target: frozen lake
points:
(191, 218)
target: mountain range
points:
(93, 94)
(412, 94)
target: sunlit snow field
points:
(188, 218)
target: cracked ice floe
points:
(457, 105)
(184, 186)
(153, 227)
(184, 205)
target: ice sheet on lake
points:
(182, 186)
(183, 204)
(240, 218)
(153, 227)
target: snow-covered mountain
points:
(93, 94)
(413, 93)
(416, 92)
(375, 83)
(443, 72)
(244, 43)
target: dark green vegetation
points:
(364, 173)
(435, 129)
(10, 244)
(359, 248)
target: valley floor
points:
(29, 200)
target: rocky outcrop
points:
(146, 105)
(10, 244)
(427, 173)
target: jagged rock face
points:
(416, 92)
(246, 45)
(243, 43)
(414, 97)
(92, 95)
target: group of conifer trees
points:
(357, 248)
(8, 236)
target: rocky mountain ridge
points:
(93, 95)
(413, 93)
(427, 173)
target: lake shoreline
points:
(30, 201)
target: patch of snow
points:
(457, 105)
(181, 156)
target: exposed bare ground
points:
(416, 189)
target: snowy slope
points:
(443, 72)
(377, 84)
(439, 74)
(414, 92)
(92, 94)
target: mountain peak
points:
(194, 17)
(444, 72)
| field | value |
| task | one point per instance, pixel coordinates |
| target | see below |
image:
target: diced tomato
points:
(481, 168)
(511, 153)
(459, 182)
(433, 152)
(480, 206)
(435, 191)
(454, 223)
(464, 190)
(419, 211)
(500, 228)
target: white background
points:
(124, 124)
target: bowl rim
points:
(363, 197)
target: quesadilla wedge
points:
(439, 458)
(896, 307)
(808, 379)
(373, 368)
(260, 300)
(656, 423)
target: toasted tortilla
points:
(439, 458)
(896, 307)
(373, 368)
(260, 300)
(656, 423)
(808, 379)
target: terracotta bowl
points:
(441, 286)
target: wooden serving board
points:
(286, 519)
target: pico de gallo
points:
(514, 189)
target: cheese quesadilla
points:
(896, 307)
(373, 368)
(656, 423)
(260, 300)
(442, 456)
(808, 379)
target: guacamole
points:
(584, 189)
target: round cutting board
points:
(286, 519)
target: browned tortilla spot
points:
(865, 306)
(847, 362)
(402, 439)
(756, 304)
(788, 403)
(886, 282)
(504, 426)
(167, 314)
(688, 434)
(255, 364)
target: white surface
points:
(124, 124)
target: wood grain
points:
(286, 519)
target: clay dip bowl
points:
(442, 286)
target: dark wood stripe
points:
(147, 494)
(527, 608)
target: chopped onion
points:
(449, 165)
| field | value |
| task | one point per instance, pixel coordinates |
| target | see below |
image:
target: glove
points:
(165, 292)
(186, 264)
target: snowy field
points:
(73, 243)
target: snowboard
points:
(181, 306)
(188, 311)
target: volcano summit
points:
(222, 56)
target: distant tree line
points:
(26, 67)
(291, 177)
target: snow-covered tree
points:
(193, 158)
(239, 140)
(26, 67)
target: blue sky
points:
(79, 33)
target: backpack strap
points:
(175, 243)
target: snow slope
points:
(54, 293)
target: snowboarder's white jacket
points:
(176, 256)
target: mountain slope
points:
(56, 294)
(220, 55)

## Directions
Print only what lies in the material above starting at the line with "target: round cutting board" and ending at the line with "target: clay dip bowl", every line exactly as given.

## Solution
target: round cutting board
points:
(286, 519)
target: browned tortilla spot
points:
(865, 306)
(847, 362)
(402, 439)
(756, 304)
(788, 403)
(886, 282)
(504, 426)
(167, 314)
(688, 434)
(255, 364)
target: white surface
points:
(124, 124)
target: wood grain
points:
(286, 519)
target: clay dip bowl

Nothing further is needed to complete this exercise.